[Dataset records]
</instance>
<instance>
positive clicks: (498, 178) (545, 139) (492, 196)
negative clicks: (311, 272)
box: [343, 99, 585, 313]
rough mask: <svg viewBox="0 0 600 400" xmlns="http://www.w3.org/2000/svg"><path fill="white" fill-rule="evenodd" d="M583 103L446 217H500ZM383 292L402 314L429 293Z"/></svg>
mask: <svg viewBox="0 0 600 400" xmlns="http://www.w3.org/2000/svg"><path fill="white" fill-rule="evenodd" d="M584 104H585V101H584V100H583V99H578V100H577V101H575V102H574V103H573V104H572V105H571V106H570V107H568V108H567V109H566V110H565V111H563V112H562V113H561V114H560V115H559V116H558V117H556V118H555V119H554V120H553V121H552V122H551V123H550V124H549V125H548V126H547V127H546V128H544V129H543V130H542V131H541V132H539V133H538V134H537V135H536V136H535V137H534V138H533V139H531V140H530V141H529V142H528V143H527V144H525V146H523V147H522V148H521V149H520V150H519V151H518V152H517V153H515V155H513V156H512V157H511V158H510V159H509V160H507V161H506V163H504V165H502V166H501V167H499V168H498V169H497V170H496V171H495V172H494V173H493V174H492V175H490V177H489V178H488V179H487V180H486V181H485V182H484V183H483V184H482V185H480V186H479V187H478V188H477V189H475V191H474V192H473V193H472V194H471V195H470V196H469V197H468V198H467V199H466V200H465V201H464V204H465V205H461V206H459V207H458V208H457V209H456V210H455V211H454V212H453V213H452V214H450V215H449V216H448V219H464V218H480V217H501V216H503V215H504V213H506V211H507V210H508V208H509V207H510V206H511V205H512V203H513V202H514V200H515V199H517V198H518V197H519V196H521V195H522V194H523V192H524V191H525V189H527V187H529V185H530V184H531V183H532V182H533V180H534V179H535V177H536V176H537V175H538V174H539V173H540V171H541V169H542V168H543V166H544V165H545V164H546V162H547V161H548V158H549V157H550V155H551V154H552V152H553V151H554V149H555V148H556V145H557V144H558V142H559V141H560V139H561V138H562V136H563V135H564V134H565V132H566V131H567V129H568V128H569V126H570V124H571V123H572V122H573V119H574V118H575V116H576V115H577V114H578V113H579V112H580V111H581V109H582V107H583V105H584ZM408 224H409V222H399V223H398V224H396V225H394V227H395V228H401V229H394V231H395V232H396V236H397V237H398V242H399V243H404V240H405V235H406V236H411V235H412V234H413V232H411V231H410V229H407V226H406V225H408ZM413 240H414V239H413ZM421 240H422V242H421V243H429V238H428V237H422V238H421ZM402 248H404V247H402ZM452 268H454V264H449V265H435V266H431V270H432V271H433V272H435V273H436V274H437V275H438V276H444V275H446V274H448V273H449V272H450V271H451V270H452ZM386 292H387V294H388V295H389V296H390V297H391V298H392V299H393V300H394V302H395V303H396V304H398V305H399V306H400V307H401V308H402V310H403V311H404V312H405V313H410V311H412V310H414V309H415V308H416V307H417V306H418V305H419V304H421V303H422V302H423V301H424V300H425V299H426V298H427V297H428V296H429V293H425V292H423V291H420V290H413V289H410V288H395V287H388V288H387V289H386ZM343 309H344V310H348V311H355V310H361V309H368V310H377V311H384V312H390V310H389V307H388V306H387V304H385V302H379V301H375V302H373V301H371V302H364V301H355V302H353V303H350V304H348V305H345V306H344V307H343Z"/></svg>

*Your task:* Starting at the first line of the records, print each line exactly, stopping after the line that contains "box: [343, 99, 585, 313]".

*Task result:*
</instance>
<instance>
positive clicks: (498, 178) (545, 139) (492, 196)
negative clicks: (311, 272)
box: [343, 99, 585, 313]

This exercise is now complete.